**TEXT EXTRACT**
━━━━━━━━

There was the imperious Shelby, his ice-blue eyes scything down men with a sniper’s precision. Then there was the haircut – shaved back and sides, mop on top – the tweed three-piece suits, the themed pubs, the Monopoly set, the clothing line. Snoop Dogg was a Peaky fan; so, too, was David Bowie, who sent a photograph of himself in the signature flat cap to series’ creator Steven Knight. Nobody predicted it would be such a phenomenon, least of all Knight himself. Six series later, having garnered more than six million viewers in its prime, it’s striding into cinemas and onto Netflix with a long-awaited film, Peaky Blinders: The Immortal Man, set in 1940, with Tommy grieving his daughter alone in a remote country pile.

And yet two of its newest stars have barely watched any of it. Tim Roth – who joins alumni such as Tom Hardy, Adrien Brody and Anya Taylor-Joy – agreed to The Immortal Man after Murphy himself texted, asking him to take on the role of John Beckett, treasurer of the British Union of Fascists. “I was a bit nervous about telling him I hadn’t seen it,” he says. “But he laughed – which is typical Cillian.” Rebecca Ferguson, who plays Kaulo Chirklo, Queen of the Palmer Witches, the purportedly supernatural woman determined to lure Tommy back from his self-imposed exile, fared only marginally better. She watched one series. “It’s six bloody seasons,” she laughs. “It’s a lot.”

━━━━━━━━

**TASK OBJECTIVE**
Repeat the stretch from "There was the imperious" through "remote country pile." in the Peaky Blinders article word for word. Rely only on the article about the Peaky Blinders film.

**DATA ENTRIES**
━━━━━━━━

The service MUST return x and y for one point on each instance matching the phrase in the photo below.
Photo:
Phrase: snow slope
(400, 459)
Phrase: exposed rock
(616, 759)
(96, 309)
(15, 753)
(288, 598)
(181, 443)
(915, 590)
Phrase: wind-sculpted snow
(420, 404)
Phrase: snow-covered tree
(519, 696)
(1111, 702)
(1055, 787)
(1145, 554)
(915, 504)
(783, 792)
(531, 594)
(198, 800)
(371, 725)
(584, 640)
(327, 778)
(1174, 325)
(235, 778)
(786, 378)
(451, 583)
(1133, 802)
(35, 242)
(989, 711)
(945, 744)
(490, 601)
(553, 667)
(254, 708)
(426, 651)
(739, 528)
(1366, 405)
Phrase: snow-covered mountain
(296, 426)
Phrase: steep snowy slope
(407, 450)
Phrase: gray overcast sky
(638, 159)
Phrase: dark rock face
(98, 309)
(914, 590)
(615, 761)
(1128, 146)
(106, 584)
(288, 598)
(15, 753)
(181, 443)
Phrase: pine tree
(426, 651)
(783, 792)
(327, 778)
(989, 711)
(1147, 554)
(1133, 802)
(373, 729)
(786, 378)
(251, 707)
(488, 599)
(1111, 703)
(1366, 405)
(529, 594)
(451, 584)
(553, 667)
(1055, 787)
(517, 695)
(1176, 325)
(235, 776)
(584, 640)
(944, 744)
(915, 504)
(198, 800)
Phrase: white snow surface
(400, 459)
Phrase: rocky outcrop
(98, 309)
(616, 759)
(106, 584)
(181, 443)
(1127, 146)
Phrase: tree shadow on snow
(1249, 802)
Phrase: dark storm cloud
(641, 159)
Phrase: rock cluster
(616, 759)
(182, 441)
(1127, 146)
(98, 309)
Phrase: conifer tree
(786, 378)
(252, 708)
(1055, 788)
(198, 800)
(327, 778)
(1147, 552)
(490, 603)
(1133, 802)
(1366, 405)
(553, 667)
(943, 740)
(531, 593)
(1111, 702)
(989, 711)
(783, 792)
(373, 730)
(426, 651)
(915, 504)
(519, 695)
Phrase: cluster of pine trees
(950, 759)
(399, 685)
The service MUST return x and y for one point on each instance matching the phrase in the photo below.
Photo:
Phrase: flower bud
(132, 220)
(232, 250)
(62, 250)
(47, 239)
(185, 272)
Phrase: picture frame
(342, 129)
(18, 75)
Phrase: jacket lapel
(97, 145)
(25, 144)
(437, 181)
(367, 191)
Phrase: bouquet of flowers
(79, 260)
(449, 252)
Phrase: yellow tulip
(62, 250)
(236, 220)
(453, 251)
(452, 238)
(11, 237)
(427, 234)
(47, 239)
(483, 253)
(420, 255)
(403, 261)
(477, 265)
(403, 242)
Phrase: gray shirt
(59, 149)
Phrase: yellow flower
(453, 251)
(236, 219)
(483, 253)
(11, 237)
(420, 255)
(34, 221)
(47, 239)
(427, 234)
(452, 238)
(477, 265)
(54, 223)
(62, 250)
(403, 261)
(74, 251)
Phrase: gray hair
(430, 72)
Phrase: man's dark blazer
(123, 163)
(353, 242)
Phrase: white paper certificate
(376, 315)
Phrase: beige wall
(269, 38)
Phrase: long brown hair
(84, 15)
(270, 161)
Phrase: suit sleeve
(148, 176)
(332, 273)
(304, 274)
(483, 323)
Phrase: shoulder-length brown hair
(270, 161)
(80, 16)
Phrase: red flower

━━━━━━━━

**THE OUTPUT**
There was the imperious Shelby, his ice-blue eyes scything down men with a sniper’s precision. Then there was the haircut – shaved back and sides, mop on top – the tweed three-piece suits, the themed pubs, the Monopoly set, the clothing line. Snoop Dogg was a Peaky fan; so, too, was David Bowie, who sent a photograph of himself in the signature flat cap to series’ creator Steven Knight. Nobody predicted it would be such a phenomenon, least of all Knight himself. Six series later, having garnered more than six million viewers in its prime, it’s striding into cinemas and onto Netflix with a long-awaited film, Peaky Blinders: The Immortal Man, set in 1940, with Tommy grieving his daughter alone in a remote country pile.